Problem statement: Update the listing below, changing each "tab-separated" to "comma-separated" and leaving every other part as it is.

(Point annotation records)
————————

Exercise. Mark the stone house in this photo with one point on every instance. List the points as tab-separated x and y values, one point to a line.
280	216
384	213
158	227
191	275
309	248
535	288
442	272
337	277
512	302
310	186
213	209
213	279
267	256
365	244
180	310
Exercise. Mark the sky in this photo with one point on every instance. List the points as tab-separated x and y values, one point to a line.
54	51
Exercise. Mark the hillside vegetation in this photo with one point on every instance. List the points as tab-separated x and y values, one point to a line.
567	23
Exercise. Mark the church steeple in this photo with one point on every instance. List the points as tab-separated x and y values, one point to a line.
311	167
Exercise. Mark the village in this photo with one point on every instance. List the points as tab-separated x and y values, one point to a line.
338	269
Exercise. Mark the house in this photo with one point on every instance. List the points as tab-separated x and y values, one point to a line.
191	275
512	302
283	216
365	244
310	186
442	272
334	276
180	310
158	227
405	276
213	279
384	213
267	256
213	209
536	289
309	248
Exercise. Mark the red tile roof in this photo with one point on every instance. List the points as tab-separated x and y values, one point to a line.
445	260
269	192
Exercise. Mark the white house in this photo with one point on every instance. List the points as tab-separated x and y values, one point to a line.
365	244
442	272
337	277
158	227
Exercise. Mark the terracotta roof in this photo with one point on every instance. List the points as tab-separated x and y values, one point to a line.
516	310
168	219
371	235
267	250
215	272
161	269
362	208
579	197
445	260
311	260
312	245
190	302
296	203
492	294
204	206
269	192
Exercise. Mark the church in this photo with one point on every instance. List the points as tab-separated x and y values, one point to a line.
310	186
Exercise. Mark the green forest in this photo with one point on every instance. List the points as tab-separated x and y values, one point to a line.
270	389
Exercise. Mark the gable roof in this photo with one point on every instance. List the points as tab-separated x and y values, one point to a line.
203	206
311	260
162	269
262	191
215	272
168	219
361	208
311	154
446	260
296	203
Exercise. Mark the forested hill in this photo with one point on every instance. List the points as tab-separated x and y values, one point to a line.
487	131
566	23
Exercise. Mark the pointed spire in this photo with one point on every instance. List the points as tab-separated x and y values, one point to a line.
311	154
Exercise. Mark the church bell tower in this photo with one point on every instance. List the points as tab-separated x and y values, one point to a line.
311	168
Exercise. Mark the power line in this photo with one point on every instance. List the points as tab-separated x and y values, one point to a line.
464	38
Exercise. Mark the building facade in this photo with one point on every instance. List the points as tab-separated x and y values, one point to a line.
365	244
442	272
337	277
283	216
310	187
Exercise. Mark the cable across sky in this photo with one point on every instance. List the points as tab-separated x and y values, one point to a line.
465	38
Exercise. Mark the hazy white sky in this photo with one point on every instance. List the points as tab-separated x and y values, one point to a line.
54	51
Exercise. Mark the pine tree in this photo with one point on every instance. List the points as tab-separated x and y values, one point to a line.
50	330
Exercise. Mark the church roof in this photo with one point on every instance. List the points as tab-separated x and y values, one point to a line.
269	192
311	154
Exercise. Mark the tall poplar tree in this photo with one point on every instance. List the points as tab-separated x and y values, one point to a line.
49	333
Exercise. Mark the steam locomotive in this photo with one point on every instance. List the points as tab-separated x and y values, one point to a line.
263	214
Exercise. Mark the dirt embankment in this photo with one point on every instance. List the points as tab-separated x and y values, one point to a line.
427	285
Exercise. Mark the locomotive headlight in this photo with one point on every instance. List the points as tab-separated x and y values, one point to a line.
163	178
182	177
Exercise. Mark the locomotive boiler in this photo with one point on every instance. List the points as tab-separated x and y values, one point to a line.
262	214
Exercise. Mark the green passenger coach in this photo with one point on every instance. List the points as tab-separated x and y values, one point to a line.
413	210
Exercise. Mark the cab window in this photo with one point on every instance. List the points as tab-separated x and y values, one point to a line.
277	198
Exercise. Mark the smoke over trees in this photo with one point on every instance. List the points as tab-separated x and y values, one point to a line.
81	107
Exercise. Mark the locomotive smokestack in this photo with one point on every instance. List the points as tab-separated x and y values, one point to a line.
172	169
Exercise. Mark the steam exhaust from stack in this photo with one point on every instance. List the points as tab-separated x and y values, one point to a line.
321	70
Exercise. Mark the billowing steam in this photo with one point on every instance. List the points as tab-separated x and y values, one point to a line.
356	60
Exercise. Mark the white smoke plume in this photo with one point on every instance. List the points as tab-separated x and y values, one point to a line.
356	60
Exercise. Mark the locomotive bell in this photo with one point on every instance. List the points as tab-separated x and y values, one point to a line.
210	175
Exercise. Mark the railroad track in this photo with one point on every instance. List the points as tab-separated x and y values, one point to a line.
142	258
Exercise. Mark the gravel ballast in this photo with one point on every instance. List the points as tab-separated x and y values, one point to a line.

————————

Expected answer:
Exercise. Mark the stone house in this photo with one point on every instance. List the points as comma-separated x and y values, one point to a line.
280	216
384	213
158	227
191	275
309	248
535	288
442	272
337	277
512	302
310	186
213	209
213	279
267	256
365	244
180	310
Exercise. Mark the sky in this photo with one point on every instance. List the points as comma-separated x and y values, one point to a line.
54	51
Exercise. Mark the hillside vegetation in this photo with one point on every instance. List the points as comma-separated x and y values, one point to a line.
567	23
Exercise. Mark the church steeple in this photo with one point on every instance. List the points as comma-separated x and y values, one point to a line.
311	167
Exercise. Mark the village in this photo with one point on every instance. List the points as comma-separated x and y values, one point to a line.
338	269
Exercise. Mark the house in this photo with one point on every instance. List the points as comma-separated x and y values, one point to a line.
191	275
512	302
283	216
365	244
310	186
442	272
334	276
180	310
158	227
405	276
213	279
384	213
267	256
213	209
536	289
309	248
Exercise. Mark the red tile roof in this photo with one point on every instance. List the points as comma-separated x and y values, one point to a line.
445	260
269	192
Exercise. Mark the white house in this photo with one point on every instance. List the points as comma-separated x and y values, one point to a line.
365	244
442	272
337	277
158	227
Exercise. Mark the terracotta roof in this photo with one point on every instance. List the points as comma-separated x and y values, one point to a line.
516	310
168	219
371	235
267	250
215	272
161	269
362	208
579	197
445	260
311	260
312	245
190	302
296	203
492	294
204	206
269	192
Exercise. Mark the church in this photo with one point on every instance. List the points as comma-separated x and y values, one point to a line.
310	186
Exercise. Mark the green forest in this photo with one point on every instance. List the points as comma-separated x and y values, one point to a line.
270	389
Exercise. Mark the gable roof in this photo with one point on every instance. List the points as comma-separated x and y values, one point to a line.
203	206
311	260
162	269
262	191
215	272
168	219
361	208
311	154
446	260
296	203
Exercise. Mark the forested hill in this photo with one point on every instance. List the points as comma-separated x and y values, one point to a line.
487	131
566	23
Exercise. Mark the pointed spire in this photo with one point on every instance. List the points as comma-separated x and y values, one point to a line.
311	154
Exercise. Mark the church bell tower in this photo with one point on every instance. List the points as comma-separated x and y values, one point to a line.
311	168
Exercise. Mark the power line in this photo with one point on every instance. List the points as comma-separated x and y values, one point to a line.
464	38
Exercise. Mark the building facade in this photo with one point on every instance. List the points as comma-separated x and y values, one point to a line.
365	244
442	272
337	277
283	216
310	187
Exercise. Mark the cable across sky in this photo with one point on every instance. List the points as comma-separated x and y values, one point to a line.
465	38
Exercise. Mark the hazy white sky in this photo with one point on every instance. List the points as comma-separated x and y values, one point to a line.
54	51
Exercise. Mark the pine tree in this photo with one point on every instance. List the points as comma-separated x and y values, one point to a line.
50	330
Exercise. Mark the church roof in this photo with one point on every instance. List the points as comma-separated x and y values, one point to a line.
269	192
311	154
Exercise. Mark the tall poplar tree in this photo with one point on every instance. List the points as comma-separated x and y values, one point to a line.
49	333
Exercise. Mark the steam locomotive in this photo with one point on every instance. List the points as comma-separated x and y values, one point to a line.
263	214
Exercise. Mark the dirt embankment in this photo with one point on every instance. List the points as comma-separated x and y values, one point to a line.
427	285
Exercise. Mark the locomotive headlight in this photo with one point on every instance. List the points as comma-separated x and y values, one point to a line.
163	178
182	177
Exercise. Mark the locomotive boiler in this photo with one point on every instance. List the points as comma-separated x and y values, one point to a line.
262	214
Exercise. Mark the green passenger coach in this photo with one point on every instance. List the points as comma-separated x and y values, one point to a line.
413	210
Exercise. Mark the cab window in this photo with one point on every instance. List the points as comma-separated x and y values, one point to a line.
277	198
Exercise. Mark the smoke over trees in this photo with one point on every instance. List the points as comma-separated x and y values, one point to a line.
81	107
Exercise. Mark the locomotive smokestack in this photo with one point on every instance. List the points as comma-separated x and y values, one point to a line.
172	169
Exercise. Mark the steam exhaust from stack in this photo with one point on every instance. List the points as comma-separated x and y values, one point to a line.
321	70
Exercise. Mark the billowing steam in this photo with one point on every instance. List the points as comma-separated x and y values, one point to a line.
356	60
Exercise. Mark the white smoke plume in this photo with one point on every instance. List the points as comma-separated x and y values, one point to a line.
356	60
Exercise. Mark the locomotive bell in this photo with one point on every instance. List the points as comma-separated x and y values, one point to a line.
210	175
Exercise. Mark the railroad track in this photo with one point on every instance. List the points as comma-separated x and y values, one point to a line.
142	258
Exercise. Mark the gravel ballast in this photo with one point on every instance. List the points as comma-separated x and y values, one point to a line.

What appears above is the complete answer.